What the task asks |
Copy every line of the data below word for word, leaving out the pictures.

Provided data |

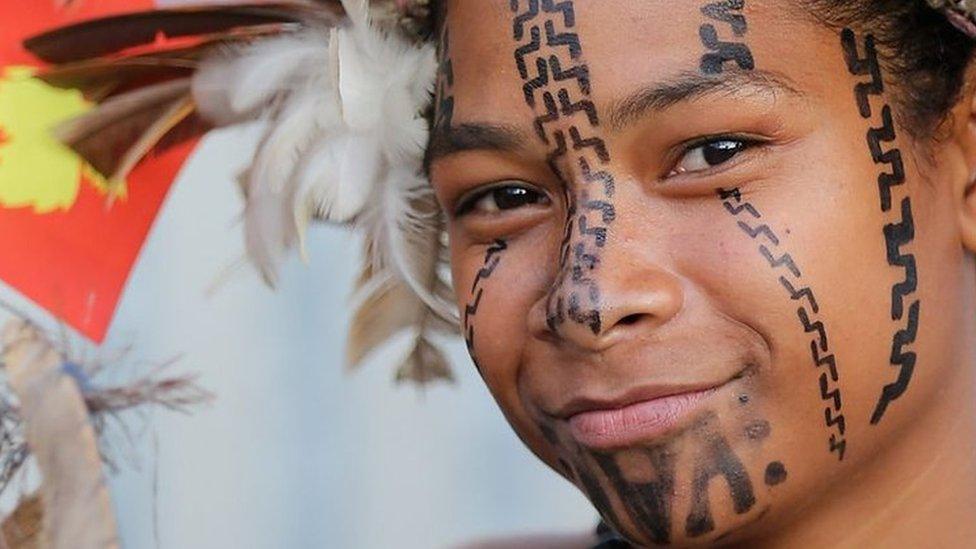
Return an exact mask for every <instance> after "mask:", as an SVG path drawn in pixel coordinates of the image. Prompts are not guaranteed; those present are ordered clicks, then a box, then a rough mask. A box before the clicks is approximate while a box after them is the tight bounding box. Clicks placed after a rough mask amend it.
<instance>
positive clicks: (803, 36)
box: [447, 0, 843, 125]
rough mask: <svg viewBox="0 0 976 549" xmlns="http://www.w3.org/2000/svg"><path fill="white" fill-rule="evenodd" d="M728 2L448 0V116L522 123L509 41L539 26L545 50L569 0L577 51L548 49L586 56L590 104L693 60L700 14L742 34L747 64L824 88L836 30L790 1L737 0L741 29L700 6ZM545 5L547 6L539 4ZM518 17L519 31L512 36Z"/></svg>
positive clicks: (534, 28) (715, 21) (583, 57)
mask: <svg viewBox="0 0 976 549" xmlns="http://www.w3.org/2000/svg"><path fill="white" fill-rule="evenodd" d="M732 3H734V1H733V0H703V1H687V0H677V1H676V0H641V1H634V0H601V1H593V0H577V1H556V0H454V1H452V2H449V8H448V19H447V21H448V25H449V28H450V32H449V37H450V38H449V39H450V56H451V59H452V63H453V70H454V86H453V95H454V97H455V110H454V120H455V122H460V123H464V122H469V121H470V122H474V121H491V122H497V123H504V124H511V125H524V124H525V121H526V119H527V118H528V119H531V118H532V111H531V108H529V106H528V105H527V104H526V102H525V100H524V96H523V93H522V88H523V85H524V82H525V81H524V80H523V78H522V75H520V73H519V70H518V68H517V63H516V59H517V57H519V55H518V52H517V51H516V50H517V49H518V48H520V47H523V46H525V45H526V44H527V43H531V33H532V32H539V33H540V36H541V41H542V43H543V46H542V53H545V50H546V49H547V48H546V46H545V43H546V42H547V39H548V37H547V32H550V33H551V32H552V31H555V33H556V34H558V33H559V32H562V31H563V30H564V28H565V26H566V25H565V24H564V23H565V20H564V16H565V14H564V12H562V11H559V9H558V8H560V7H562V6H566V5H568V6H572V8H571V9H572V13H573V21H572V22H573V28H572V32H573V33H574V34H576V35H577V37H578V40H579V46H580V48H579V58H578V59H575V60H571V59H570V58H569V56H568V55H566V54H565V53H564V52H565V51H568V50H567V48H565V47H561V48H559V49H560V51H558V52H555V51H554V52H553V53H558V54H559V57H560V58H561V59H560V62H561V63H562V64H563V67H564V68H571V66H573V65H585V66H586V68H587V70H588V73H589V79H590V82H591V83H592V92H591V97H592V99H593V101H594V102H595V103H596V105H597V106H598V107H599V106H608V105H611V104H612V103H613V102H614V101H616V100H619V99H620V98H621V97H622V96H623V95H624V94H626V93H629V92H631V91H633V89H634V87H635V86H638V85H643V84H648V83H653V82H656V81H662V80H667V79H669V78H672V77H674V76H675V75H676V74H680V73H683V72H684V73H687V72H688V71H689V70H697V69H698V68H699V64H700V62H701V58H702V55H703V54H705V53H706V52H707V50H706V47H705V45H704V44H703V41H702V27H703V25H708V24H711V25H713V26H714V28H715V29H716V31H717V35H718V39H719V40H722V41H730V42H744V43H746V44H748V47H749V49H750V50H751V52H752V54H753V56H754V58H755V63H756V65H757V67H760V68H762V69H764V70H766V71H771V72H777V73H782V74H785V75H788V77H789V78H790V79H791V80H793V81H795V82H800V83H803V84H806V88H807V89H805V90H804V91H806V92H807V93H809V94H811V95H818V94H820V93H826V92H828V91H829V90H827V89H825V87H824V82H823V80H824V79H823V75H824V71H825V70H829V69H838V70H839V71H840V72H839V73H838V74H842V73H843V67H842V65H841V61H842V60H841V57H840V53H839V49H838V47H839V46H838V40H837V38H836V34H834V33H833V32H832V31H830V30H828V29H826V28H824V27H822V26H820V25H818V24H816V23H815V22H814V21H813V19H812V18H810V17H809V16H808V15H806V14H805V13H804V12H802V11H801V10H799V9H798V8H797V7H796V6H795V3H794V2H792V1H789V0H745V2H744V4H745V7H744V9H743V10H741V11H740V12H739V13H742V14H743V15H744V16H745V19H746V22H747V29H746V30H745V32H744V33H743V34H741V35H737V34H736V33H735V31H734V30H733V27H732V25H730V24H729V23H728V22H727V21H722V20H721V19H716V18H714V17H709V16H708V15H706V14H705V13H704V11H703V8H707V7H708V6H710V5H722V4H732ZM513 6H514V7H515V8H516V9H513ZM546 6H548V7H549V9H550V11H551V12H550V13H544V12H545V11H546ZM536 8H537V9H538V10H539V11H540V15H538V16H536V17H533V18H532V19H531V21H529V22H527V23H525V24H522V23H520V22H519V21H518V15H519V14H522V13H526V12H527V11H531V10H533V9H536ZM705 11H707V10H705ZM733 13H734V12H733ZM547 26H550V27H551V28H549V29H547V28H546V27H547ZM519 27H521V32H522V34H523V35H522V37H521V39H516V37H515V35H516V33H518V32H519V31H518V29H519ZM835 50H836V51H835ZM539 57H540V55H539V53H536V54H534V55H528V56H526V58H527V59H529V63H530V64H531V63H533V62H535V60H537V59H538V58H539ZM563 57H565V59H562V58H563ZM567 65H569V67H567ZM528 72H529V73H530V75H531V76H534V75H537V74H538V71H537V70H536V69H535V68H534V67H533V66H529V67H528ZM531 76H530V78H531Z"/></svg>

Response |
Return an exact mask for every <instance> after "mask:", as an SVG path drawn in pixel coordinates of the image. Prompts are not guaranteed; those present are ordered clicks, then a box, then a rough mask. A box before the clicks is approximate while a box after them is the tight bounding box. Clicks placed after a rough mask amend it.
<instance>
positive clicks: (803, 36)
box: [447, 0, 843, 125]
rough mask: <svg viewBox="0 0 976 549" xmlns="http://www.w3.org/2000/svg"><path fill="white" fill-rule="evenodd" d="M728 2L448 0V116L522 123L509 41L539 26L545 50L569 0L577 51L548 49L586 56L590 104L693 60L700 14L742 34L747 64L824 88L836 30L790 1L737 0L741 29L700 6ZM545 5L547 6L539 4ZM518 17L519 31L512 36Z"/></svg>
positive clicks: (534, 28) (715, 21) (583, 57)
mask: <svg viewBox="0 0 976 549" xmlns="http://www.w3.org/2000/svg"><path fill="white" fill-rule="evenodd" d="M732 3H734V1H733V0H703V1H687V0H677V1H676V0H641V1H634V0H601V1H593V0H577V1H556V0H454V1H452V2H449V8H448V19H447V21H448V25H449V28H450V32H449V37H450V38H449V39H450V56H451V59H452V63H453V70H454V86H453V95H454V97H455V110H454V120H455V122H460V123H464V122H469V121H470V122H474V121H491V122H497V123H504V124H511V125H524V124H525V121H526V119H527V118H528V119H531V118H532V111H531V108H529V106H528V105H527V104H526V102H525V100H524V96H523V93H522V88H523V85H524V82H525V81H524V80H523V78H522V75H520V73H519V70H518V68H517V63H516V59H517V57H519V55H518V52H517V51H516V50H517V49H518V48H520V47H523V46H525V45H526V44H527V43H531V33H532V32H539V33H540V36H541V41H542V43H543V46H542V53H545V50H546V49H547V48H546V46H545V43H546V42H547V39H548V37H547V32H550V33H551V32H552V31H555V33H556V34H558V33H559V32H562V31H563V30H564V28H565V26H566V25H565V24H564V23H565V20H564V16H565V14H564V12H562V11H559V9H558V8H560V7H562V6H566V5H568V6H572V8H571V9H572V13H573V21H572V22H573V28H572V32H573V33H574V34H576V35H577V37H578V40H579V46H580V48H579V58H578V59H575V60H571V59H570V58H569V56H568V55H566V54H565V53H564V52H565V51H568V50H567V48H565V47H561V48H559V49H560V51H558V52H555V51H554V52H553V53H558V54H559V57H560V58H561V59H560V62H561V63H562V64H563V67H564V68H571V66H573V65H585V66H586V68H587V70H588V73H589V79H590V82H591V83H592V92H591V97H592V99H593V101H594V102H595V103H596V105H597V106H598V107H599V106H608V105H611V104H612V103H613V102H614V101H616V100H619V99H620V98H621V97H622V96H623V95H624V94H626V93H629V92H631V91H633V89H634V87H635V86H638V85H643V84H648V83H653V82H656V81H662V80H667V79H669V78H672V77H674V76H675V75H676V74H680V73H683V72H684V73H687V72H688V71H689V70H697V69H698V68H699V64H700V62H701V58H702V55H703V54H705V53H706V52H707V50H706V47H705V45H704V44H703V41H702V27H703V25H708V24H711V25H713V26H714V28H715V29H716V31H717V35H718V39H719V40H722V41H730V42H744V43H746V44H748V47H749V49H750V50H751V52H752V54H753V56H754V58H755V63H756V65H757V67H760V68H762V69H764V70H766V71H771V72H777V73H782V74H785V75H788V77H789V78H790V79H791V80H793V81H795V82H800V83H803V84H806V88H807V89H805V90H804V91H806V92H807V93H809V94H811V95H818V94H820V93H826V92H828V91H829V90H827V89H825V87H824V82H823V80H824V79H823V75H824V71H825V70H829V69H838V70H839V71H840V72H839V73H838V74H842V73H843V67H842V65H841V61H842V60H841V57H840V53H839V49H838V47H839V46H838V40H837V38H836V34H834V33H833V32H832V31H830V30H828V29H826V28H824V27H822V26H820V25H818V24H816V23H815V22H814V21H813V19H812V18H810V17H809V16H808V15H806V14H805V13H804V12H802V11H801V10H799V9H798V8H797V7H796V6H795V3H794V2H792V1H789V0H745V2H744V4H745V7H744V9H743V10H741V11H740V12H739V13H742V14H743V15H744V16H745V19H746V22H747V29H746V30H745V32H744V33H743V34H741V35H737V34H736V33H735V31H734V30H733V27H732V25H730V24H729V23H728V22H727V21H722V20H721V19H716V18H714V17H709V16H708V15H706V14H705V13H704V11H703V8H707V7H708V6H710V5H722V4H732ZM513 6H514V7H515V8H516V9H513ZM546 6H548V7H549V9H550V11H551V12H550V13H544V12H545V11H546ZM536 8H537V9H538V10H539V11H540V15H538V16H536V17H533V18H532V19H531V21H529V22H527V23H525V24H522V23H520V22H519V21H518V15H519V14H522V13H526V12H527V11H531V10H533V9H536ZM705 11H707V10H705ZM733 13H734V12H733ZM547 26H550V27H551V28H549V29H547V28H546V27H547ZM519 27H521V32H522V34H523V35H522V37H521V39H516V37H515V35H516V33H518V32H519V31H518V29H519ZM835 50H836V51H835ZM539 57H540V55H539V53H536V54H534V55H528V56H526V58H527V59H529V63H530V64H531V63H533V62H535V60H537V59H538V58H539ZM563 57H565V59H562V58H563ZM567 65H569V67H567ZM528 72H529V73H530V75H531V76H534V75H537V74H538V71H537V70H536V69H535V68H534V67H533V66H529V67H528ZM531 76H530V78H531Z"/></svg>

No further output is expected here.